(REQUEST) How many of the lines below contain the string "kitchen"? Reply with the number alone.
----
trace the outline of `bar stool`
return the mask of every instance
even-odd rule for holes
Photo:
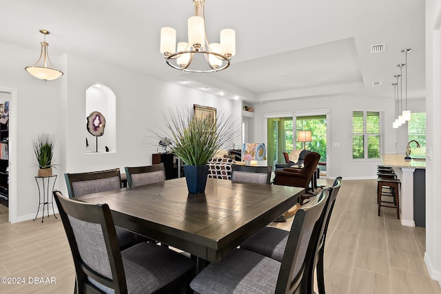
[[[377,165],[377,177],[382,178],[391,178],[396,179],[397,175],[395,174],[395,171],[392,167],[387,167],[384,165]],[[378,190],[378,185],[377,184],[377,190]],[[382,189],[382,194],[385,196],[393,197],[393,193],[391,191],[390,187],[384,187]],[[377,203],[378,203],[378,192],[377,192]],[[395,198],[394,198],[395,200]]]
[[[380,216],[380,211],[381,207],[391,207],[395,208],[397,210],[397,218],[400,219],[400,193],[399,193],[399,185],[401,184],[401,181],[396,178],[378,178],[377,179],[378,184],[378,216]],[[383,187],[389,187],[390,189],[390,193],[391,195],[386,195],[383,193]],[[382,196],[391,196],[393,197],[393,201],[383,200]],[[388,205],[388,204],[389,205]],[[393,205],[392,205],[393,204]]]

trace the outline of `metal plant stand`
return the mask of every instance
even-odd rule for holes
[[[40,183],[39,182],[39,179],[41,179],[42,185],[40,186]],[[49,189],[50,187],[50,181],[51,179],[54,180],[54,182],[52,185],[52,189]],[[52,175],[50,176],[35,176],[35,181],[37,182],[37,185],[39,187],[39,209],[37,211],[37,215],[35,216],[35,218],[34,220],[37,220],[37,218],[39,216],[39,212],[40,211],[40,207],[43,204],[43,217],[41,218],[41,222],[44,220],[44,207],[45,205],[48,205],[48,216],[49,216],[49,204],[52,204],[52,212],[54,213],[54,216],[55,218],[58,218],[55,216],[55,210],[54,209],[54,195],[52,193],[52,190],[54,189],[54,187],[55,187],[55,182],[57,181],[57,175]],[[45,182],[47,182],[47,184]],[[49,202],[49,197],[51,197],[51,200]],[[43,196],[43,199],[42,197]],[[43,201],[42,201],[43,200]]]

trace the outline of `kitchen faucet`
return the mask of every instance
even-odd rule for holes
[[[407,143],[407,145],[406,146],[406,156],[404,156],[404,159],[408,159],[408,160],[411,159],[411,143],[412,142],[415,142],[416,143],[417,148],[419,148],[420,147],[420,143],[416,141],[415,140],[411,140],[410,141],[409,141],[409,143]]]

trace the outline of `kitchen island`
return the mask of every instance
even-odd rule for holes
[[[404,160],[404,154],[381,154],[384,165],[393,167],[401,181],[400,211],[401,224],[426,226],[426,161]]]

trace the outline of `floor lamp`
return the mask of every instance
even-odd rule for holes
[[[303,142],[303,150],[306,149],[306,143],[312,141],[311,131],[298,131],[297,142]]]

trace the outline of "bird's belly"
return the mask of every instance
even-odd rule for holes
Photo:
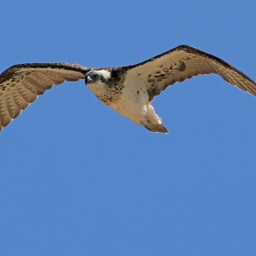
[[[148,95],[146,89],[138,84],[136,86],[125,86],[119,99],[107,104],[120,115],[141,125],[148,103]]]

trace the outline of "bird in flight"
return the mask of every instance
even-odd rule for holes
----
(OUTPUT) 2